ENTRÉES FOURNIES

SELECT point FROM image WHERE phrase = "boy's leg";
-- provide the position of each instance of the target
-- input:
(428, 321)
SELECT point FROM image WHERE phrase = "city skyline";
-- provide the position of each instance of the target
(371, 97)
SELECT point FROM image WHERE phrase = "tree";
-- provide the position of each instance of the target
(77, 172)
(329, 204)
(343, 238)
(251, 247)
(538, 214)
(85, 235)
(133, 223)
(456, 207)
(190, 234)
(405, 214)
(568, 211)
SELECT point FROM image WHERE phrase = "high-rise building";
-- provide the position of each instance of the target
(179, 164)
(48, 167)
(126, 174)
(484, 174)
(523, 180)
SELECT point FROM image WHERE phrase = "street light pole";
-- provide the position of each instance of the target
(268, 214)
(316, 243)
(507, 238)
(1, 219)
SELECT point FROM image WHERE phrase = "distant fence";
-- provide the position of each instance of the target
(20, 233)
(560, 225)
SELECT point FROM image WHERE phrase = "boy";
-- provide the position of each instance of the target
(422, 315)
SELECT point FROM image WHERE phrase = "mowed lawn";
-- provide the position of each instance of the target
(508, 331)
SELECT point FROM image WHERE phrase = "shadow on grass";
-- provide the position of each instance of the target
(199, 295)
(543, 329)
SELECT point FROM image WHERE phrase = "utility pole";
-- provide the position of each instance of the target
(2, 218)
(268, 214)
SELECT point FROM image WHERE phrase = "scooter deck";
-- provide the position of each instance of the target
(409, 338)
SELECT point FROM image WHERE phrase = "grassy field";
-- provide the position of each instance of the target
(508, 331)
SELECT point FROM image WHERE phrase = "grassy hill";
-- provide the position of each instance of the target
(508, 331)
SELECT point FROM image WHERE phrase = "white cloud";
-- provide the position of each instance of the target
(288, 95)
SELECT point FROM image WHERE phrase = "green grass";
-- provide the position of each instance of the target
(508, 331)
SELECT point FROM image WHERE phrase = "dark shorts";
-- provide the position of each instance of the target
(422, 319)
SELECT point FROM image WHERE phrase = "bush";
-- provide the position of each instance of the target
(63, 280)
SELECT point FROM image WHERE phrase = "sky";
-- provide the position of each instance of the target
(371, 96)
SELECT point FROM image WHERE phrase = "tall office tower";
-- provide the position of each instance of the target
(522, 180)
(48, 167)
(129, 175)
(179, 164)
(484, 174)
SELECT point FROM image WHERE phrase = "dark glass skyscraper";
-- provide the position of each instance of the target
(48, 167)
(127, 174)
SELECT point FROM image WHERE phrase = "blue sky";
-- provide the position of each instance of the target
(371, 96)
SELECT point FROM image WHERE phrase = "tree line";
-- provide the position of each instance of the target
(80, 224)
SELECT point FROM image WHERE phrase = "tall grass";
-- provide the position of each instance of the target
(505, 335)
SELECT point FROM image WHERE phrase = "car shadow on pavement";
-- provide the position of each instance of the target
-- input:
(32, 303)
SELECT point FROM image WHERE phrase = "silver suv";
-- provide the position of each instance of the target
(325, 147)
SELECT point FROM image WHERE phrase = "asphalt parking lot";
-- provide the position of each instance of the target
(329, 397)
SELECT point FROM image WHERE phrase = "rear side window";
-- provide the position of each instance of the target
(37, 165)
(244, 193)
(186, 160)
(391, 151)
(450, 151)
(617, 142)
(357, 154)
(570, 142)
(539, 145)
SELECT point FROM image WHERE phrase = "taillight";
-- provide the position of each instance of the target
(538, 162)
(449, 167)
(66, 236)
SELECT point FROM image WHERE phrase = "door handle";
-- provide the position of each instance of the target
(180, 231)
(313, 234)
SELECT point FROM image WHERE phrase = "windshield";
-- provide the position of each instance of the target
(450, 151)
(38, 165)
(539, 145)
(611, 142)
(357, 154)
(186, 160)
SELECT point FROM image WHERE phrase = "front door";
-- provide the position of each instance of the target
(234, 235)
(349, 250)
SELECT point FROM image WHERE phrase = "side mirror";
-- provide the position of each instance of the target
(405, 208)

TRAVAIL DEMANDÉ
Quelles lignes du matériel ci-dessus contiennent la chaîne « pole », en respectant la casse ? Sélectionnez-les toutes et recopiez-les.

RÉSULTAT OBTENU
SELECT point FROM image WHERE phrase = "street light pole";
SELECT point FROM image WHERE phrase = "utility pole";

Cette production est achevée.